▶ _Problem requirements_: Return every line below exactly, without dropping any.

▶ _The data_:
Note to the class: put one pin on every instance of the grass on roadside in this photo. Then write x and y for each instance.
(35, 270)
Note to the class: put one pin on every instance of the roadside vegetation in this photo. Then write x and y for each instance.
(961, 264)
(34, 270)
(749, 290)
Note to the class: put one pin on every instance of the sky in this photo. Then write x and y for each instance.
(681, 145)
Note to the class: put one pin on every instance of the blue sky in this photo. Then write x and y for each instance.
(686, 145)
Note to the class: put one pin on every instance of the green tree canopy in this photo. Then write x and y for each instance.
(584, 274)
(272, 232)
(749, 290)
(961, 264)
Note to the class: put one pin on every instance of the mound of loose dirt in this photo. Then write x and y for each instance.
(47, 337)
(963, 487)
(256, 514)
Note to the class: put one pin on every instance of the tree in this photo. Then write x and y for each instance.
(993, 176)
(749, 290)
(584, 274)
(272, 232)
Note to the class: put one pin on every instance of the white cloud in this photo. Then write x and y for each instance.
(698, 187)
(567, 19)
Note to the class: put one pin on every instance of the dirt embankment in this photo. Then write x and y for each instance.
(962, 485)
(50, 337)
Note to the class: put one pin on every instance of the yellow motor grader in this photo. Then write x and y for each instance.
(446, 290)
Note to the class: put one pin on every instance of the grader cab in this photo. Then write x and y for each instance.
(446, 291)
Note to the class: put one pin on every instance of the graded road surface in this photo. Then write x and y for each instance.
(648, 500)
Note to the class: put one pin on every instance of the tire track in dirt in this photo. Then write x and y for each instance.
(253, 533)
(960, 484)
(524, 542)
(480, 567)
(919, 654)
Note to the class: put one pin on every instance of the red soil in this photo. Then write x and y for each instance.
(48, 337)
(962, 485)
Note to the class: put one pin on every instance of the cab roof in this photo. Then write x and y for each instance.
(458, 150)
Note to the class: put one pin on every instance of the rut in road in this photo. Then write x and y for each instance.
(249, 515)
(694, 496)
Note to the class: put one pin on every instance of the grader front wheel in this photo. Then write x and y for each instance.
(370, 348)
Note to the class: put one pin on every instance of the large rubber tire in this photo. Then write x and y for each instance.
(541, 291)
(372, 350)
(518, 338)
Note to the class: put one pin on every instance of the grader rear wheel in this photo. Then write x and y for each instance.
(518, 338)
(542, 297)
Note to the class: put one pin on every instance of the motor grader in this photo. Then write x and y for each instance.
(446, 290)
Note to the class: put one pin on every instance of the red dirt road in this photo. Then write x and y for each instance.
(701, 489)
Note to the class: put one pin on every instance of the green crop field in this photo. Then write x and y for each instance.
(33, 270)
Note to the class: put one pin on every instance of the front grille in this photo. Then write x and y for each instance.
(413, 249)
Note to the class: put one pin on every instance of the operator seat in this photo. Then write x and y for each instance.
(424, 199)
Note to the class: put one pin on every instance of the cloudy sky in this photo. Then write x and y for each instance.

▶ _Your response_:
Note to the class: put one pin on every instance of the grass on roadside in this photo. Then write x and y for each instance.
(35, 270)
Note to the class: put one pin on every instance of the roadside vegetation in this photo. Then write x and y for each instance.
(961, 264)
(34, 270)
(749, 290)
Note to the class: put one pin on every instance of the sky in this photo. Then write x and y for each instance.
(681, 145)
Note to the class: put one pin on every instance of the blue sky in this photo. Then write x and y for each instance.
(686, 145)
Note to the class: put one pin on every instance of the green tree canopy in this photo. Then write x and y for each instance.
(584, 274)
(272, 232)
(749, 290)
(961, 264)
Note to the class: put one pin on every instance of the mound of loose dirt in this photo. Then write x and y for each instance.
(47, 337)
(963, 487)
(256, 514)
Note to the class: put one pin on every instance of the tree in this photo. Then write x and y for each instance.
(993, 176)
(749, 290)
(584, 274)
(272, 232)
Note to the class: put one pin on every instance of the white cloud in this photo. Then write x and y for each instance.
(698, 187)
(567, 19)
Note to the class: put one pin on every instance of the dirt embankment in this photo. Then write x and y for each instance.
(962, 485)
(50, 337)
Note to the class: put one pin on every instance of the yellow motor grader in this photo. Then write x and y for each instance.
(446, 290)
Note to the class: put one pin on every instance of the grader cab in this photo. Then write x and y for each instance.
(446, 291)
Note to the class: put one pin on every instance of the graded road surface in this photo. Then write x and y for each instance.
(648, 500)
Note to the class: put one pin on every instance of the tire track in dirt in this photo. Then write x and y for each instance.
(253, 533)
(960, 484)
(524, 542)
(480, 567)
(919, 654)
Note to the class: put one pin on every instance of the red soil in this photo. Then write x and y for each instance.
(48, 337)
(962, 485)
Note to the class: put one pin on every instance of the cab roof in this photo. Then write x and y for each instance.
(458, 150)
Note to the class: put one pin on every instance of the rut in road in this photo. Then write x and y for each instance.
(249, 515)
(694, 496)
Note to the class: put one pin on every instance of the grader front wheel in this photo. Then write x and y for each instance.
(370, 348)
Note to the class: put one pin on every instance of the large rubber tire in this photo. Then write x and y for each instance.
(541, 291)
(372, 350)
(518, 338)
Note to the class: put one pin on every instance of the grader rear wheel in this photo. Then write x and y for each instance.
(518, 338)
(542, 297)
Note to the class: put one pin on every instance of the motor grader in this photo. Then write x and y for each instance.
(446, 290)
Note to the class: put one pin on every instance of the red dirt road in this photo. Then write x and y for each instance.
(701, 489)
Note to the class: put one pin on every instance of the green crop field in this photo. Then write x and y for each instance.
(33, 270)
Note to the class: put one pin on every instance of the front grille in this photo. Then write x and y for each instance.
(413, 249)
Note to the class: put one pin on every instance of the operator seat in this photo. Then write x and y for each instance.
(424, 199)
Note to the class: put one pin on every instance of the cloudy sky in this photo. Then write x and y for each instance.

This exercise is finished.